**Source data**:
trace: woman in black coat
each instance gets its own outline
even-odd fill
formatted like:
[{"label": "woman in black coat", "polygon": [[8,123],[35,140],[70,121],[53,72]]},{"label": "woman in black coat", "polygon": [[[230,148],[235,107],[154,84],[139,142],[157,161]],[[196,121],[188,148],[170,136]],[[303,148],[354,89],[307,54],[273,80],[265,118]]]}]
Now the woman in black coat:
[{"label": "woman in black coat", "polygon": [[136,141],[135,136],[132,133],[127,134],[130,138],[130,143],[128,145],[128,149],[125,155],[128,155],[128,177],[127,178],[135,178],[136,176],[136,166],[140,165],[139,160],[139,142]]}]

--

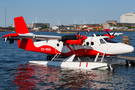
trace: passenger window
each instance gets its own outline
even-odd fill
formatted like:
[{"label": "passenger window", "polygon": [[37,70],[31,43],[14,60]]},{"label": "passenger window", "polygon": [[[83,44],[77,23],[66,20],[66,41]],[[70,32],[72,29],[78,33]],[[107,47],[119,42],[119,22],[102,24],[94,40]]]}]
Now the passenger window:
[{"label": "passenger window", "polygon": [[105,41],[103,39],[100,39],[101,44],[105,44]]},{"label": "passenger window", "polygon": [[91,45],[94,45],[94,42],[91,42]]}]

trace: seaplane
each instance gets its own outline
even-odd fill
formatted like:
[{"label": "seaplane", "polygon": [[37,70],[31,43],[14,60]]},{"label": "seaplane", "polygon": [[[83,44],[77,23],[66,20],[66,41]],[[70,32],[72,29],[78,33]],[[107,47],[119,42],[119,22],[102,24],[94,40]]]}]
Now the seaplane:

**What is required**: Pick out and copy every line of the records that contains the word "woman". Case counts.

**Exercise solution**:
trace: woman in black coat
[{"label": "woman in black coat", "polygon": [[8,123],[35,140],[70,121],[53,72]]},{"label": "woman in black coat", "polygon": [[[230,148],[235,107],[154,84],[139,142],[157,161]],[[196,121],[188,148],[170,136]],[[303,148],[354,89],[307,54],[273,80],[265,118]]]}]
Now the woman in black coat:
[{"label": "woman in black coat", "polygon": [[136,141],[135,136],[132,133],[127,134],[130,138],[130,143],[128,145],[128,149],[125,155],[128,155],[128,177],[127,178],[135,178],[136,176],[136,166],[140,165],[139,160],[139,142]]}]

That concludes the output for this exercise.